─── Source document

Third, the concrete surface pavement itself is installed on the supporting sub-base. The main physical characteristic of concrete is that it is very strong in compression but relatively weak in tension. When a load is applied to a concrete pavement layer, it causes a localized flexural moment with forces the upper half of the pavement into compression and puts the lower half of the layer in tension. As such, the bottom half of the concrete slab can experience tension cracking that can result in the physical failure of the concrete layer. To avoid this, the lower portions of concrete pavements are reinforced by steel (which is very strong in tension) in the form of dowel bars, continues rebar, or wire mesh.

The concrete itself is primarily made of Portland cement which acts as a binder for the other materials to create a rigid matrix when dry. Cement is a powdery mixture of lime, silica, alumina, calcium sulphate, fly ash, and other binding materials. When exposed to water, these materials form a slurry that goes pozzalanic, a term referring to the chemical reactions that occur in the field at ambient temperatures to create a hardened cement. The remainder of the concrete mix consists of aggregates, sand, crushed rock, and even recycled chunks of broken up concrete from previous demolition efforts. These are strong filler material bound together by the cement matrix.

Once poured, the concrete needs to be cured for an extended duration (28 days is typical) to achieve necessary strength characteristics prior to the use of the roadway for vehicle traffic. An internal strength of 3,000 psi is commonly used. The combination of steel and concrete is more expensive than asphalt, but can be expected to last considerably longer (30 years or more, compared to up to only 10 years) without the need for extensive maintenance and repairs. So for many applications, the overall life cycle costs of concrete pavement can be lower than asphalt construction.

──────
─── Material shown

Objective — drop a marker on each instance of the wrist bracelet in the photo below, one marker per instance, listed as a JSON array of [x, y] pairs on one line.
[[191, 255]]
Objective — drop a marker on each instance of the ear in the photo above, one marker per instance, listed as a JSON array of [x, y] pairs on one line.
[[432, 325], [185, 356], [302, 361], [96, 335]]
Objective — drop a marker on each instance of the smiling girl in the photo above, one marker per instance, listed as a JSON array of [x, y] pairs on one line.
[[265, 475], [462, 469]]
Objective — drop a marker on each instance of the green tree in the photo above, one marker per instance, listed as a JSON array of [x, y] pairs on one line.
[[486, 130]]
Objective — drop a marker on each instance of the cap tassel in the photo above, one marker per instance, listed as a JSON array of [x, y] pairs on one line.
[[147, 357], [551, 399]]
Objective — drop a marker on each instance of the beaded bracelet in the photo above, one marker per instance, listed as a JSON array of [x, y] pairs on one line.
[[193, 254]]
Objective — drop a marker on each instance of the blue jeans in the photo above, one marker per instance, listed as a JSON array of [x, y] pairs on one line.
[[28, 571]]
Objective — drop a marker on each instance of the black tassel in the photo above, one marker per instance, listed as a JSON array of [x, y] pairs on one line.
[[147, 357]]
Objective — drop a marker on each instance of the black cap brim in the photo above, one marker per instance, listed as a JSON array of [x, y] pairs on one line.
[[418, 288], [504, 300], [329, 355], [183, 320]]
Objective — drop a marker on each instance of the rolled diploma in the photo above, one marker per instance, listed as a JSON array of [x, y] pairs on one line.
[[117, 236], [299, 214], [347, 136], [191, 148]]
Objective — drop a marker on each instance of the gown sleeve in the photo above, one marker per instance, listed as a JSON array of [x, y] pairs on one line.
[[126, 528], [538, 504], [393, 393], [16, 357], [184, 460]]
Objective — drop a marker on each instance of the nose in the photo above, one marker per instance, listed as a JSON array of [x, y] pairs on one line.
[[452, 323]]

──────

> **Task instructions**:
1 > According to the concrete pavement passage, how long is concrete typically cured before the roadway opens to vehicle traffic?
2 > Transcribe everything in the concrete pavement passage from "The concrete itself" down to "the cement matrix.".

> **Answer set**:
1 > 28 days.

2 >
The concrete itself is primarily made of Portland cement which acts as a binder for the other materials to create a rigid matrix when dry. Cement is a powdery mixture of lime, silica, alumina, calcium sulphate, fly ash, and other binding materials. When exposed to water, these materials form a slurry that goes pozzalanic, a term referring to the chemical reactions that occur in the field at ambient temperatures to create a hardened cement. The remainder of the concrete mix consists of aggregates, sand, crushed rock, and even recycled chunks of broken up concrete from previous demolition efforts. These are strong filler material bound together by the cement matrix.